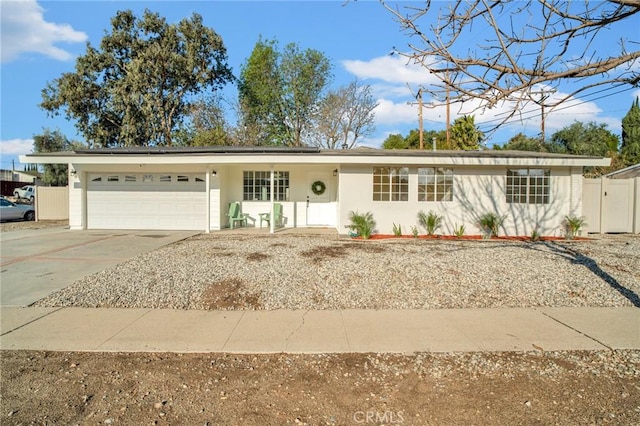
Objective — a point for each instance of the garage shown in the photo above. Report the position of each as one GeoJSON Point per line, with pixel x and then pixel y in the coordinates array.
{"type": "Point", "coordinates": [164, 201]}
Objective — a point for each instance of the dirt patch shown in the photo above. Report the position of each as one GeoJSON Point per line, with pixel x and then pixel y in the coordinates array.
{"type": "Point", "coordinates": [229, 294]}
{"type": "Point", "coordinates": [322, 253]}
{"type": "Point", "coordinates": [278, 389]}
{"type": "Point", "coordinates": [256, 257]}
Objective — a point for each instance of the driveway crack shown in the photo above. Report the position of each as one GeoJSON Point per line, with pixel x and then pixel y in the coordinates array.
{"type": "Point", "coordinates": [576, 330]}
{"type": "Point", "coordinates": [30, 322]}
{"type": "Point", "coordinates": [286, 340]}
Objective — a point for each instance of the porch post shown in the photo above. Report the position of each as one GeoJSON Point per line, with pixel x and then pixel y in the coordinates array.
{"type": "Point", "coordinates": [272, 222]}
{"type": "Point", "coordinates": [207, 180]}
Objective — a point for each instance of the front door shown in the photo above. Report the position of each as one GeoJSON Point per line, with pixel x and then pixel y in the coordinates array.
{"type": "Point", "coordinates": [320, 212]}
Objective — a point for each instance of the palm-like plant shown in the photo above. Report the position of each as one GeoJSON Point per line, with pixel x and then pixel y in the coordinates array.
{"type": "Point", "coordinates": [363, 224]}
{"type": "Point", "coordinates": [430, 221]}
{"type": "Point", "coordinates": [490, 224]}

_TASK STATEMENT:_ Begin at the line that has "Objective — a point for each instance of the front" and stop at the end of the records. Write out every line in that stretch again, including the ones that ask for points, and shift each coordinate in the answers by adding 97 to it.

_RESULT OF THE EXERCISE:_
Objective — a point for each instance of the front door shown in the photo above. Report the position of each as one GeoJSON Point per line, with pixel x and then pixel y in the coordinates array.
{"type": "Point", "coordinates": [417, 309]}
Objective — a point for each instance of the palm-like plant shown in the photo above. Report the position of each as one GeoJSON Point per line, with pixel x and then pixel y in the coordinates array.
{"type": "Point", "coordinates": [460, 321]}
{"type": "Point", "coordinates": [527, 318]}
{"type": "Point", "coordinates": [587, 321]}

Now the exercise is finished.